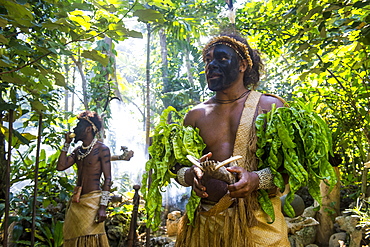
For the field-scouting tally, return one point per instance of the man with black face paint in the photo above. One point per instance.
(85, 216)
(229, 214)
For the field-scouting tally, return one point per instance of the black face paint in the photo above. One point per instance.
(222, 67)
(79, 130)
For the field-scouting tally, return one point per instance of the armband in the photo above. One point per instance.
(104, 199)
(181, 176)
(266, 179)
(65, 147)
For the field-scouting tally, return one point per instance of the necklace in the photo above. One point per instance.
(228, 101)
(91, 144)
(81, 155)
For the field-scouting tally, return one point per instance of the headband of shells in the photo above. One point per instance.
(240, 48)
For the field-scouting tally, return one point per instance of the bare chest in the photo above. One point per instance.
(218, 129)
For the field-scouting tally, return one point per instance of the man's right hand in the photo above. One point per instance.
(194, 176)
(68, 138)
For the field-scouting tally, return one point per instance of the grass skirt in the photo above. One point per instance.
(79, 227)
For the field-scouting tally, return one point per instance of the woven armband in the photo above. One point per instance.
(104, 199)
(266, 179)
(65, 147)
(181, 176)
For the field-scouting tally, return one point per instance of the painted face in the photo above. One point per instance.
(222, 67)
(79, 130)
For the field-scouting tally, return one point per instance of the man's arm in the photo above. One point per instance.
(251, 181)
(105, 158)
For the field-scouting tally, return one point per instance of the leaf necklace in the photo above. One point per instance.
(81, 155)
(228, 101)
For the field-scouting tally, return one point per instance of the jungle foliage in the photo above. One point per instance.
(317, 51)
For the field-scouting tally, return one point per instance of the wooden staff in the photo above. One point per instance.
(7, 177)
(133, 224)
(36, 182)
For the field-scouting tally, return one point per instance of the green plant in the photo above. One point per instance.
(362, 210)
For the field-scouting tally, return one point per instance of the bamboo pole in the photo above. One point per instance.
(133, 224)
(7, 177)
(36, 182)
(148, 114)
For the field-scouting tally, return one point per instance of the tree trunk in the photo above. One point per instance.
(3, 162)
(112, 58)
(84, 82)
(147, 120)
(328, 211)
(188, 64)
(164, 53)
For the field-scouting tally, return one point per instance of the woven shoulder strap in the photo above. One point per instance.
(243, 134)
(278, 97)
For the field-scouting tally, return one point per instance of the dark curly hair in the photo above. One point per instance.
(92, 116)
(251, 75)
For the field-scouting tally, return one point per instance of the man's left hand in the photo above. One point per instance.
(248, 182)
(101, 216)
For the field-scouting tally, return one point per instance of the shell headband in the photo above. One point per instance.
(92, 124)
(240, 48)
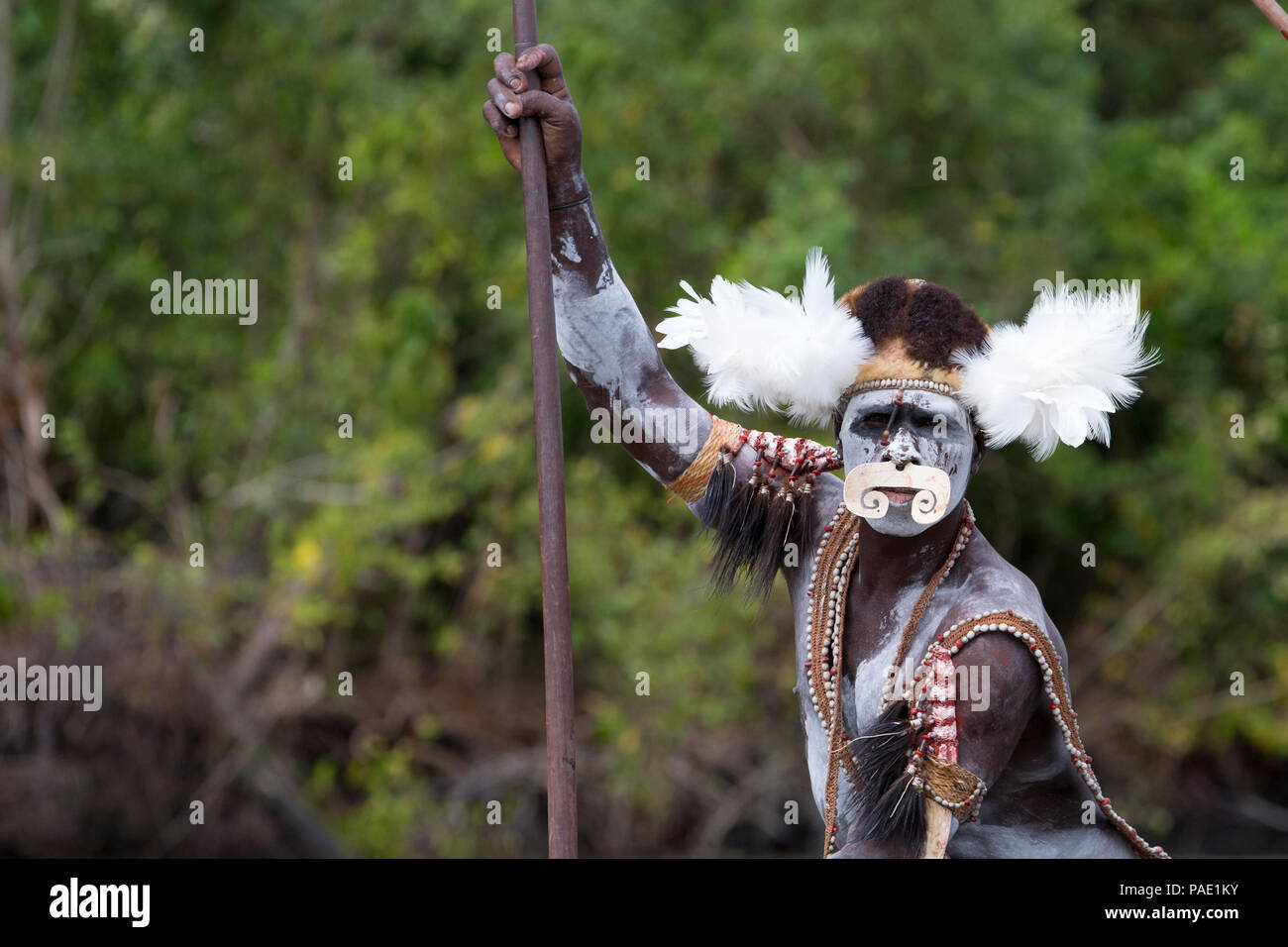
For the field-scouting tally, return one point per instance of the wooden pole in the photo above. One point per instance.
(555, 611)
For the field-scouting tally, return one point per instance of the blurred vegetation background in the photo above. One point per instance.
(368, 556)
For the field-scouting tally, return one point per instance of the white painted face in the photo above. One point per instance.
(928, 431)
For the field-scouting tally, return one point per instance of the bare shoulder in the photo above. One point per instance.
(990, 583)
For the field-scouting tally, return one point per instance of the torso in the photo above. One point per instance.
(1034, 808)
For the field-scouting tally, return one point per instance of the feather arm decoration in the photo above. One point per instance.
(759, 348)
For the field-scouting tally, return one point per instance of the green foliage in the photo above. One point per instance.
(369, 554)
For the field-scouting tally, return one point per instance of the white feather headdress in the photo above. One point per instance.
(1055, 379)
(1063, 372)
(761, 348)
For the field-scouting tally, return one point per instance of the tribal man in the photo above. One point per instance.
(930, 677)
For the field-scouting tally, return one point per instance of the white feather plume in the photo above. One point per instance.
(761, 348)
(1063, 372)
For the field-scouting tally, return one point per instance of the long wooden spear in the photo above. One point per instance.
(557, 616)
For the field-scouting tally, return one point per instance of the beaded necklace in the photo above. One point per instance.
(835, 560)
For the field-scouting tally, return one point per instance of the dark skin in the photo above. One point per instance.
(1034, 800)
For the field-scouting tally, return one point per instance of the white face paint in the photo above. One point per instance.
(928, 431)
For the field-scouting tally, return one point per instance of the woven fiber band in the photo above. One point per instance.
(692, 483)
(952, 787)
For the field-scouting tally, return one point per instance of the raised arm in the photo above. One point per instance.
(604, 341)
(751, 488)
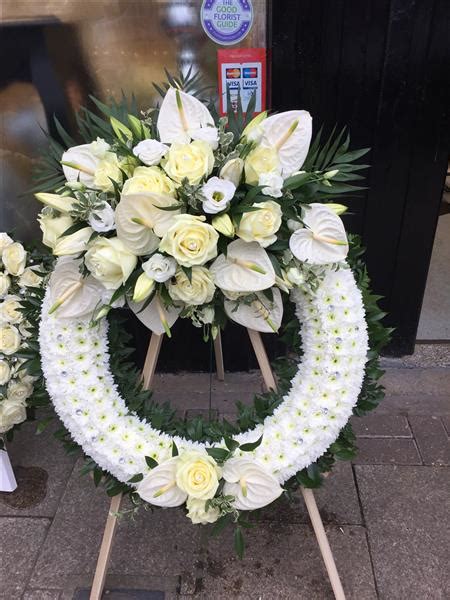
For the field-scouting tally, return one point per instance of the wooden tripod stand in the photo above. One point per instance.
(308, 496)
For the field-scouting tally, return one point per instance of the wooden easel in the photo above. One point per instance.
(308, 496)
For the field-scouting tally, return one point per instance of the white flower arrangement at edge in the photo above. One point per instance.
(323, 392)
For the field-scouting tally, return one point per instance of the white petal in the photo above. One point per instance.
(150, 315)
(162, 476)
(261, 486)
(83, 300)
(234, 277)
(293, 151)
(143, 239)
(170, 125)
(249, 315)
(323, 223)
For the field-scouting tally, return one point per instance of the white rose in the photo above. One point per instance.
(5, 240)
(273, 183)
(190, 241)
(207, 134)
(198, 514)
(9, 339)
(53, 227)
(9, 312)
(232, 170)
(150, 152)
(5, 282)
(102, 219)
(29, 278)
(218, 193)
(14, 258)
(110, 262)
(73, 243)
(19, 391)
(12, 412)
(261, 225)
(159, 267)
(5, 372)
(199, 290)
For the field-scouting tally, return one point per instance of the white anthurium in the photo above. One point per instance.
(246, 268)
(181, 115)
(159, 486)
(150, 152)
(290, 134)
(251, 484)
(323, 239)
(218, 193)
(262, 314)
(156, 317)
(141, 220)
(71, 294)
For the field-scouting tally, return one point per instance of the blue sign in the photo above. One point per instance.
(226, 22)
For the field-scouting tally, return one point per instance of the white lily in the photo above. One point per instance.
(290, 134)
(323, 239)
(246, 268)
(182, 115)
(159, 486)
(251, 484)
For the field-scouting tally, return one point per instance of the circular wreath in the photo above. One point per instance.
(178, 214)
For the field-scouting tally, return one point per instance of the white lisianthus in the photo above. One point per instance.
(198, 290)
(5, 283)
(5, 372)
(189, 161)
(73, 243)
(110, 262)
(159, 267)
(102, 219)
(232, 170)
(19, 391)
(198, 513)
(9, 339)
(273, 183)
(261, 225)
(150, 152)
(5, 240)
(12, 412)
(149, 179)
(207, 134)
(190, 240)
(53, 227)
(14, 258)
(9, 310)
(197, 474)
(263, 159)
(218, 193)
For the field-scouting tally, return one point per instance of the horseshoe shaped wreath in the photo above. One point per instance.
(176, 213)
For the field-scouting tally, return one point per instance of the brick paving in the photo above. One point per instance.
(386, 515)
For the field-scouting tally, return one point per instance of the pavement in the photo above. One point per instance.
(386, 515)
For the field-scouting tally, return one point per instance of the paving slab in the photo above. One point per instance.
(160, 543)
(42, 468)
(432, 440)
(337, 501)
(406, 512)
(21, 540)
(376, 451)
(283, 562)
(375, 425)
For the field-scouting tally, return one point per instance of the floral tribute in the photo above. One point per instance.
(177, 213)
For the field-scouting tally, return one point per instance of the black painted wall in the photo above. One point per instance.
(380, 66)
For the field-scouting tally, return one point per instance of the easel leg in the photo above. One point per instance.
(219, 357)
(324, 545)
(111, 522)
(105, 549)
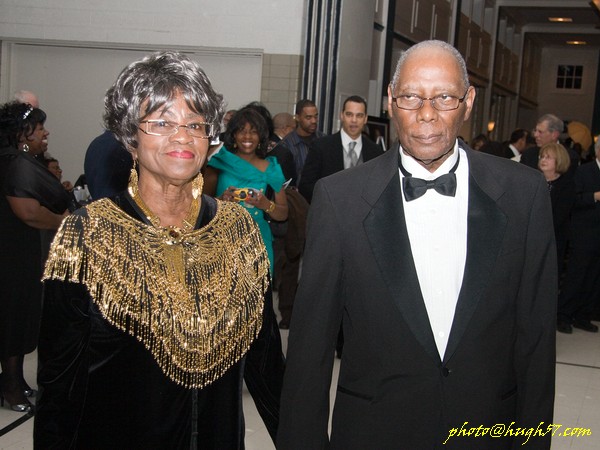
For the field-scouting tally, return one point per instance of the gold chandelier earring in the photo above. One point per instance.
(197, 185)
(133, 179)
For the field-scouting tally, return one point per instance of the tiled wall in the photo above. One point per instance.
(281, 82)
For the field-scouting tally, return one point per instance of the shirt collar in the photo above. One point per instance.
(347, 139)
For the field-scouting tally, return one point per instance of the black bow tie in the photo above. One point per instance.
(416, 187)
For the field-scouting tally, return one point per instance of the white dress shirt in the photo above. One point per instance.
(437, 231)
(357, 149)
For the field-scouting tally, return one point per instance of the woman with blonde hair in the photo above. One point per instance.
(554, 162)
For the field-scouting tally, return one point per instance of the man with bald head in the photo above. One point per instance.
(547, 130)
(440, 263)
(283, 124)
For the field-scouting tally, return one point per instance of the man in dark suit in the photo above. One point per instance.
(547, 130)
(447, 300)
(342, 150)
(515, 145)
(581, 288)
(107, 166)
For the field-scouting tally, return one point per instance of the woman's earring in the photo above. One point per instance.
(133, 180)
(197, 185)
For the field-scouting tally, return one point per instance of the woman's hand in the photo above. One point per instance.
(258, 200)
(227, 195)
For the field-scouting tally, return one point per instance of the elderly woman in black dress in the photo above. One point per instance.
(153, 297)
(32, 199)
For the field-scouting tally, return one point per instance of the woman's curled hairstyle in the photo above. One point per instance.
(145, 86)
(247, 115)
(18, 120)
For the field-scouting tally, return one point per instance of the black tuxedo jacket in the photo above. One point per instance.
(394, 390)
(586, 213)
(326, 157)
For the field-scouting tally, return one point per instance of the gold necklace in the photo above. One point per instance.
(172, 234)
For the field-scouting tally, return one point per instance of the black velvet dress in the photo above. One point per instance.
(100, 388)
(20, 249)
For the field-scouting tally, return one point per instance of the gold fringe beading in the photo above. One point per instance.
(195, 305)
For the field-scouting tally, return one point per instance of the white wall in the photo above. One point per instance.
(568, 104)
(356, 37)
(96, 39)
(275, 26)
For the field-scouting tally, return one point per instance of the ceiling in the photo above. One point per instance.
(532, 17)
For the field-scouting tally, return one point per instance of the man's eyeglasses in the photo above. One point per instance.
(201, 130)
(442, 102)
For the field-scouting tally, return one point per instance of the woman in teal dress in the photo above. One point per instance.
(242, 164)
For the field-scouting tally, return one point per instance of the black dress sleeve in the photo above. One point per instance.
(263, 370)
(62, 364)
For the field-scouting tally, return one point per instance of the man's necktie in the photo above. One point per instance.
(352, 153)
(416, 187)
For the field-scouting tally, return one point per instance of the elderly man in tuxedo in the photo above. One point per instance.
(441, 263)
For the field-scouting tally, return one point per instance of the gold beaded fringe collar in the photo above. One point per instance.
(195, 305)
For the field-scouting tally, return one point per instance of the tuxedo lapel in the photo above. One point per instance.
(486, 225)
(387, 234)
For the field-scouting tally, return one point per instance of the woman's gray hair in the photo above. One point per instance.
(147, 85)
(432, 44)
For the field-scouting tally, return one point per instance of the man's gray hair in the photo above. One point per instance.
(432, 44)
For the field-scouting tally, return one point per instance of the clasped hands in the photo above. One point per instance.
(253, 197)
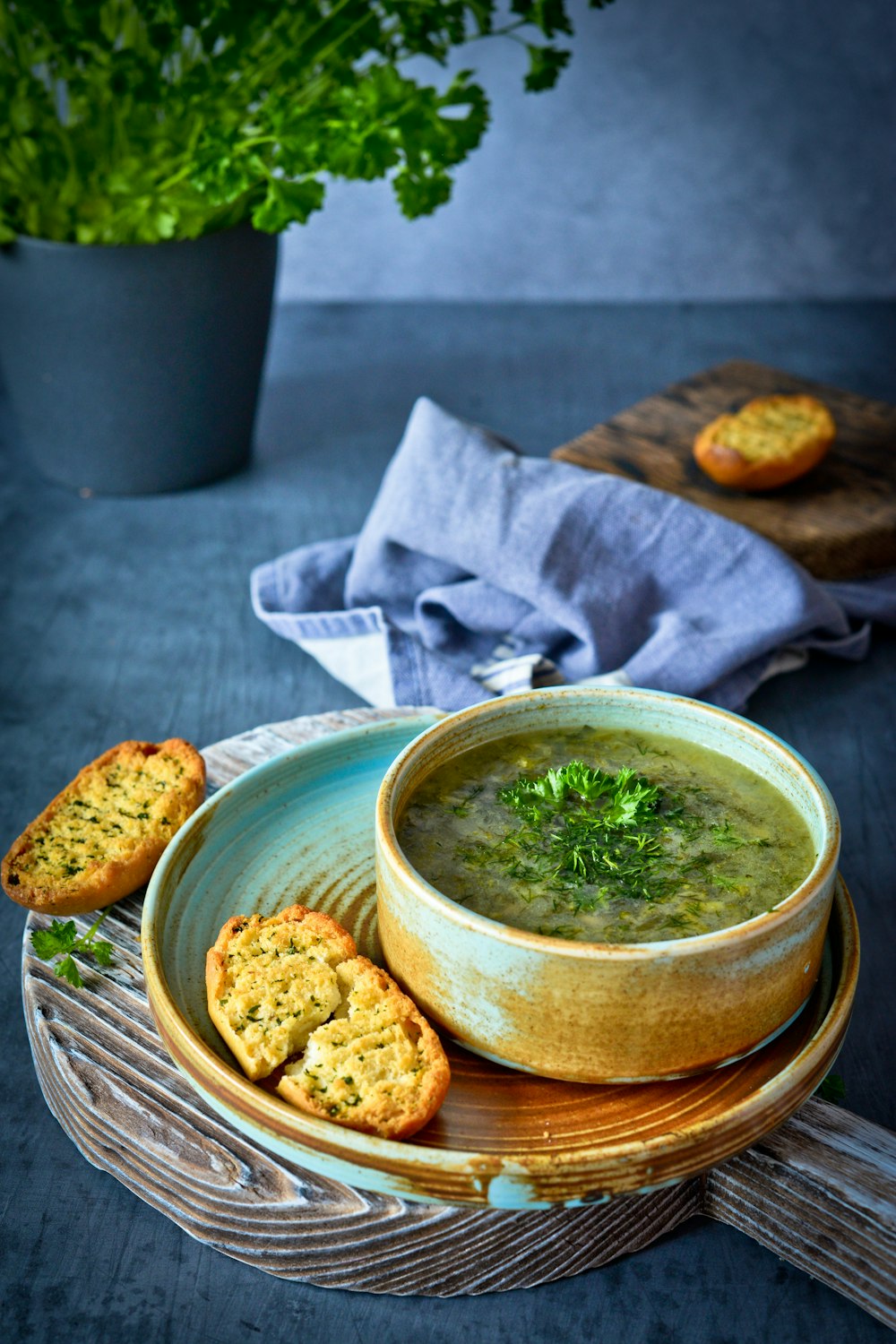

**Given exercise:**
Gather every line in the material that contains the word "wreath", and copy each of those lines in full.

**Answer in full:**
For the field-scouting tally, return one point per instance of the circular wreath in the photo above. One point per instance.
For the field-scouting tally, return one point per instance of the horseshoe shaped wreath in the photo above. One point per instance.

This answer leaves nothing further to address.